Text for analysis
#####

One thing I never hear in the debates concerning global warming and climate change is that maybe, just maybe, there are too many of us. More mouths to feed, more houses to build, more cars to drive, more garbage in the landfills, more need for heating and air conditioning, small stuff like that. Sure, turn the thermostat down, but hey, what if there were 4 billion less of us wanting to stay warm? Oh, I know, we love our kids. We love our dozen grandkids. And we certainly love our 100 great grandkids. Although, to be honest, judging from my old man’s memory at 99 years of age, he couldn’t tell you any of their names. And he has a lot of trouble with his grandkids’s names. Which are only three of them. The fact that us 8 billion are living longer thanks to medical science and improved health care doesn’t really help either.

#####

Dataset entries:

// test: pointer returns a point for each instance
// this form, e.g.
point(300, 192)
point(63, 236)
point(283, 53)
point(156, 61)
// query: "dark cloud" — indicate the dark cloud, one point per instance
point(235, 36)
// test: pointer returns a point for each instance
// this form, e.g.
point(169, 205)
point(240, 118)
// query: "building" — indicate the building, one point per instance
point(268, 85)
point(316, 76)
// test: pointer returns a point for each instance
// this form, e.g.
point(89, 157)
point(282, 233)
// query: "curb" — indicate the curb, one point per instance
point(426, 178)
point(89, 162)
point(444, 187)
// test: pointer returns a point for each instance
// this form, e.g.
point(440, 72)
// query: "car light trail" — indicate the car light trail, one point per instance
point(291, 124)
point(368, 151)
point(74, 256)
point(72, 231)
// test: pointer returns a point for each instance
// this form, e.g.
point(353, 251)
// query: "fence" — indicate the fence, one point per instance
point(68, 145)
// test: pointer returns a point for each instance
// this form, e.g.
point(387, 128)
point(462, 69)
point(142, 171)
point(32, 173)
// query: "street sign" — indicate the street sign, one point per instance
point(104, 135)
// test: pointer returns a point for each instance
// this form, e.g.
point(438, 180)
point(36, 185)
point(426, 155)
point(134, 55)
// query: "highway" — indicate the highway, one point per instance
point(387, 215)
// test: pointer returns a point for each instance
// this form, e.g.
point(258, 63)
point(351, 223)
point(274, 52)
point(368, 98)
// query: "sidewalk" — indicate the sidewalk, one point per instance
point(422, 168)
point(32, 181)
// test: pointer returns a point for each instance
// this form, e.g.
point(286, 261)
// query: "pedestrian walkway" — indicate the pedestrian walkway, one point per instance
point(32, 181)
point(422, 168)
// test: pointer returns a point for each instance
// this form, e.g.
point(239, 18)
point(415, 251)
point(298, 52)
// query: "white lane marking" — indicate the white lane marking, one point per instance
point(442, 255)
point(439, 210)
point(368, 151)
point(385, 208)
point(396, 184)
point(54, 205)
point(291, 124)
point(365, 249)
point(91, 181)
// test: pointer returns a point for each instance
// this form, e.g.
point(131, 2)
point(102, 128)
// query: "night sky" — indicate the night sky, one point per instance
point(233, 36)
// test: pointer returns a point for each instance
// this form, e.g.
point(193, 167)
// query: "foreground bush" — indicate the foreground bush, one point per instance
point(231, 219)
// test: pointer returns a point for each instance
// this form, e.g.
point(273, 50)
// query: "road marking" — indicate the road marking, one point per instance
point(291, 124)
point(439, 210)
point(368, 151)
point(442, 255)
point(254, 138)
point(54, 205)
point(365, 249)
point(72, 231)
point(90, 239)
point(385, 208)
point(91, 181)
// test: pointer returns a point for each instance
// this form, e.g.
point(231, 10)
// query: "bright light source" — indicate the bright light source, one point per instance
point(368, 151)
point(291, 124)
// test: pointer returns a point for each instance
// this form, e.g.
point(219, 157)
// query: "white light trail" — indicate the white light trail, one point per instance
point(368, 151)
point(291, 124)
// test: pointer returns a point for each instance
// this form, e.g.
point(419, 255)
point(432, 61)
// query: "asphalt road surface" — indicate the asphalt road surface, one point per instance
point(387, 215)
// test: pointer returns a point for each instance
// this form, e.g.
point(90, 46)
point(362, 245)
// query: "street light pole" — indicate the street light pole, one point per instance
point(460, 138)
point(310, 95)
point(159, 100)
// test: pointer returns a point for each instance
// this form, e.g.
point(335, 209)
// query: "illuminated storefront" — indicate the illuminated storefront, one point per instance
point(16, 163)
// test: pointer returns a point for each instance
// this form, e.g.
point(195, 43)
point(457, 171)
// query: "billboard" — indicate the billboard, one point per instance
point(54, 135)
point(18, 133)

#####

Things to do
(1) In the passage on climate change and population, list each thing the second sentence says there is "more" of.
(2) Carry on with the passage on climate change and population, picking up right after its final sentence.

Answers to this exercise
(1)
mouths to feed
houses to build
cars to drive
garbage in the landfills
need for heating and air conditioning

(2)
When I came to the South End, four cars drove off going north of our shack, four cars returned home at night. Better believe we knew our neighbors back then and, unfortunately for them, they knew us. Now it’s a constant parade of commuters and contractors and lawn service crews. I don’t recognize most folks at the local grocery. And with my memory, remembering their names wouldn’t be a likelihood.
So when we’re looking for solutions to overheating the planet, why not look at overpopulating it. You won’t miss an extra grandkid or twenty, all I’m saying.